▸ **Latihan**
[a] Salin kata demi kata bagian berita bedah buku ini, dari "JAKARTA, HUMAS MKRI" sampai dengan "karya Enny Nurbaningsih.", kata-kata terakhir itu ikut disalin.
[b] Ringkas berita bedah buku di bawah ini dalam dua kalimat.

▸ **Kutipan Halaman**
■ ■ ■

JAKARTA, HUMAS MKRI - Mahkamah Konstitusi (MK) bekerja sama dengan Perpustakaan Nasional RI (Perpusnas) menggelar kegiatan bedah buku, pada Kamis (22/6/2023) di Gedung Perpustakaan Nasional, Jakarta. Kegiatan ini diselenggarakan secara hybrid dengan jumlah peserta luring 206 peserta dan daring 449 peserta. Dalam kegiatan ini terdapat tiga buku yang akan dibedah, yakni “Oligarki dan Totalitarianisme Baru” karya Jimly Asshiddiqie; “The Constitutional Court and Human Rights Protection in Indonesia” karya I Dewa Gede Palguna, Wakil Saldi Isra, dan Pan Mohamad Faiz; serta “Dinamika Praktik Perencanaan Legislasi” karya Enny Nurbaningsih.
Dalam sambutannya, Wakil Ketua MK Saldi Isra mengatakan lebih dari 150 buku yang telah dihadirkan oleh MK. “Ini adalah hal yang harus difokuskan oleh MK, yakni baca-tulis. Kalau tradisi itu terus berlanjut,maka kekhawatiran tidak akan terjadi,” ujar Saldi yang menyebut peradaban tidak akan hancur selama orang mau meluangkan pemikiran.
Di MK, sambung Saldi, ide yang dibawa oleh Jimly Asshiddiqie untuk menulis setiap pemikiran terus ditumbuh-kembangkan. “Saya katakan kepada teman-teman MK mulai tahun depan, teman-teman yang berstatus Asisten Ahli Hakim Konstitusi setidak-tidaknya satu tahun harus menyelesaikan satu naskah buku. Sehingga setiap tahun akan hadir terus tulisan dari MK baik itu karena memahami dan membaca banyak kepustakaan termasuk juga yang penelaah putusan MK sendiri,” jelasnya di hadapan para peserta bedah buku secara luring.

■ ■ ■

▸ **Data Tercatat**
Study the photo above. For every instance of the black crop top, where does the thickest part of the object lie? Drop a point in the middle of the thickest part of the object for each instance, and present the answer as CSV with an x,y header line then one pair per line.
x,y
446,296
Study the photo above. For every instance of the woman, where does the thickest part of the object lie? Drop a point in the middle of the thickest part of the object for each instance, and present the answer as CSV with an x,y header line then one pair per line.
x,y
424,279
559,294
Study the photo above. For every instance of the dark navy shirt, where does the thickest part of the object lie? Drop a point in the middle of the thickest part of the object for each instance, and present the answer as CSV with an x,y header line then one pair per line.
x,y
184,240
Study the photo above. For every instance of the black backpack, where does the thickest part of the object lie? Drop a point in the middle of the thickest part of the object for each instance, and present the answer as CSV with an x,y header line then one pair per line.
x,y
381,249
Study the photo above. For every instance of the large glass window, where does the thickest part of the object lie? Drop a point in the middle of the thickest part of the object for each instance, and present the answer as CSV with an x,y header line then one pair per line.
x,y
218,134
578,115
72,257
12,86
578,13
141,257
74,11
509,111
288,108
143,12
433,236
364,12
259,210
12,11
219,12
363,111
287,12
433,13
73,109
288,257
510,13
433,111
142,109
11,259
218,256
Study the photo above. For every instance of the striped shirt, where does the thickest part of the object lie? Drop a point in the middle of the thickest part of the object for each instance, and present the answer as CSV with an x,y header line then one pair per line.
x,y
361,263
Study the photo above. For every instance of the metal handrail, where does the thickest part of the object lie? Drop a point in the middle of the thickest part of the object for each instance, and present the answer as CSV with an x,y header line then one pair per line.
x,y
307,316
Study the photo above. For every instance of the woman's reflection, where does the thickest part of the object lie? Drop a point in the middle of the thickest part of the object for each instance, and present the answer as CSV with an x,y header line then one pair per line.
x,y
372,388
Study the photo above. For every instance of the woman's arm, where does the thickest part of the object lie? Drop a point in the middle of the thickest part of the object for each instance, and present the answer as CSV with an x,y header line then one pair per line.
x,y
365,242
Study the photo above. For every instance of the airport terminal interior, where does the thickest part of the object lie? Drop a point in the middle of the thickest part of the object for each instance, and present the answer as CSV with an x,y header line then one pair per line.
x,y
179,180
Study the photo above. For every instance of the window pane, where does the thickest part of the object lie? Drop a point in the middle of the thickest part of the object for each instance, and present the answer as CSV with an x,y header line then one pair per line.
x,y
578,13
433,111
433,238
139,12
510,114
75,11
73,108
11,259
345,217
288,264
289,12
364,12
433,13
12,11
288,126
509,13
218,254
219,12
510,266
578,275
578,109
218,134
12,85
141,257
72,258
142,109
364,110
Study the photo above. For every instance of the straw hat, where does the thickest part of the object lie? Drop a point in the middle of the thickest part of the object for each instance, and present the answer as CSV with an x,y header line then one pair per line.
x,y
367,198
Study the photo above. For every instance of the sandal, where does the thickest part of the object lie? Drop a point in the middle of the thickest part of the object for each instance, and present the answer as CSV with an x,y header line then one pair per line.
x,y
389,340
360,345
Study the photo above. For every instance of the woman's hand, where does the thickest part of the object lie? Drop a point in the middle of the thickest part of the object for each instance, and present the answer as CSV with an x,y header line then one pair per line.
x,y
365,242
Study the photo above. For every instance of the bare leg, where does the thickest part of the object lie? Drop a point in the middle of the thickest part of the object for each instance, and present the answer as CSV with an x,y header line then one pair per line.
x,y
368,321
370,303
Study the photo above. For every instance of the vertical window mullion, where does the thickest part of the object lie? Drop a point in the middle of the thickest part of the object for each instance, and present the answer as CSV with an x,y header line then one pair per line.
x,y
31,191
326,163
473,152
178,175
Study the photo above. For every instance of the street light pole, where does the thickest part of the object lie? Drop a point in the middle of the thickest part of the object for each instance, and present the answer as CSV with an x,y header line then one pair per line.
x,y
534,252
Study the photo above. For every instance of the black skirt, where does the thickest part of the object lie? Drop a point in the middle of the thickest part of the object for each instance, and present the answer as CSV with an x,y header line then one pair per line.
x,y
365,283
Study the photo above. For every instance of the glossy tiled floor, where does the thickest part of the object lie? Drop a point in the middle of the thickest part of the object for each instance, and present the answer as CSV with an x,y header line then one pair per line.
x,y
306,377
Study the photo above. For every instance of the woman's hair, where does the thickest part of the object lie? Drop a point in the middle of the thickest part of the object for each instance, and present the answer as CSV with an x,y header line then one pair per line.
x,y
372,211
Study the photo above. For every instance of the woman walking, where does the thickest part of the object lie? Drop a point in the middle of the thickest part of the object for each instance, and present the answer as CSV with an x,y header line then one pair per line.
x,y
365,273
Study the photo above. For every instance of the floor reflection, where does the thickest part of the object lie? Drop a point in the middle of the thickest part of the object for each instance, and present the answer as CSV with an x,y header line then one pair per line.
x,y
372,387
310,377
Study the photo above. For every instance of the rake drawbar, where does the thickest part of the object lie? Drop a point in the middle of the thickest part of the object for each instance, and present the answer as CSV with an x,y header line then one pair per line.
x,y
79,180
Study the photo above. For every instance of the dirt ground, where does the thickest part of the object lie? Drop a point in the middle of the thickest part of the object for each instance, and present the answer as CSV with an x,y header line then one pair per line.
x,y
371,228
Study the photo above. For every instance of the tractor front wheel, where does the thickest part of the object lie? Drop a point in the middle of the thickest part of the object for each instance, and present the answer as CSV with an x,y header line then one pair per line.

■ ■ ■

▸ **Jawaban Berurutan**
[a]
JAKARTA, HUMAS MKRI - Mahkamah Konstitusi (MK) bekerja sama dengan Perpustakaan Nasional RI (Perpusnas) menggelar kegiatan bedah buku, pada Kamis (22/6/2023) di Gedung Perpustakaan Nasional, Jakarta. Kegiatan ini diselenggarakan secara hybrid dengan jumlah peserta luring 206 peserta dan daring 449 peserta. Dalam kegiatan ini terdapat tiga buku yang akan dibedah, yakni “Oligarki dan Totalitarianisme Baru” karya Jimly Asshiddiqie; “The Constitutional Court and Human Rights Protection in Indonesia” karya I Dewa Gede Palguna, Wakil Saldi Isra, dan Pan Mohamad Faiz; serta “Dinamika Praktik Perencanaan Legislasi” karya Enny Nurbaningsih.

[b] MK bersama Perpusnas mengadakan bedah tiga buku secara hybrid pada Kamis (22/6/2023) di Gedung Perpustakaan Nasional, Jakarta, dengan 206 peserta luring dan 449 peserta daring. Wakil Ketua MK Saldi Isra mengatakan MK sudah menghadirkan lebih dari 150 buku, dan mulai tahun depan para Asisten Ahli Hakim Konstitusi harus menyelesaikan satu naskah buku dalam setahun.